■ TEXTO DO DOCUMENTO
A nova classificação define obesidade como excesso de adiposidade e estratifica em obesidade clínica e pré-clínica (fluxograma 1). Veja detalhes dos critérios nas seções a seguir.
Definição de obesidade como excesso de adiposidade
Segundo a comissão, a obesidade é definida pela presença de excesso de tecido adiposo, independentemente da presença ou não de anormalidades na função ou na distribuição desse tecido.
O excesso de tecido adiposo é confirmado a partir de qualquer um dos itens do quadro “Confirmar o excesso de adiposidade” no fluxograma 1.
A comissão recomenda que o IMC seja utilizado principalmente como ferramenta de rastreamento, medida epidemiológica ou auxiliar na avaliação clínica. Isso reforça que, isoladamente, o IMC pode não refletir de forma acurada a adiposidade corporal real em alguns indivíduos.
Após caracterizar obesidade segundo os critérios expostos, deve-se avaliar se o paciente tem critérios de obesidade clínica, discutidos na seção abaixo.

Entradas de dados

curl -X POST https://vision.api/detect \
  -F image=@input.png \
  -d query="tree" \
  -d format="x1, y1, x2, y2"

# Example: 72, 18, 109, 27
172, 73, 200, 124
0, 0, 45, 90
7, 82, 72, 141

■ ORDEM DE SERVIÇO 1
Enumere as formas de uso do IMC que a comissão recomenda, segundo o texto sobre obesidade.
■ ORDEM DE SERVIÇO 2
Continue o texto sobre obesidade a partir da última frase apresentada.
As linhas não têm nenhum papel nesta atividade.

■ RESPOSTA 1
- Ferramenta de rastreamento
- Medida epidemiológica
- Auxiliar na avaliação clínica

■ RESPOSTA 2
Obesidade clínica e pré-clínica
A Organização Mundial da Saúde reconhecea obesidade como uma doença. Apesar disso, existe um debate relevante sobre o impacto do estigma gerado ao considerar uma pessoa com obesidade como portadora de uma doença. Nesse contexto, existem duas interpretações de obesidade enquanto condição de saúde:
- Obesidade como doença: a obesidade pode causar diretamente limitações funcionais ou disfunção orgânica ou tecidual, pelo acúmulo de tecido adiposo. Além disso, o tratamento farmacológico da obesidade tem robusta evidência de melhorar desfechos nesse grupo. Nesse cenário, a obesidade se comporta como doença crônica, com manifestações clínicas estabelecidas. Veja mais em "Retatrutida para Obesidade", "Tirzepatida: novo medicamento para obesidade", "Tirzepatida para Insuficiência Cardíaca de Fração de Ejeção Preservada" e "Semaglutida para Insuficiência Cardíaca com Fração de Ejeção Preservada".
- Obesidade como fator de risco: em indivíduos sem disfunções ou limitações funcionais evidentes, a obesidade representa um fator de risco para o surgimento de complicações futuras, mas pode não se manifestar como doença ativa no momento. Neste grupo, o principal componente do manejo são as mudanças do estilo de vida, que podem impactar em múltiplos fatores de risco concomitantemente.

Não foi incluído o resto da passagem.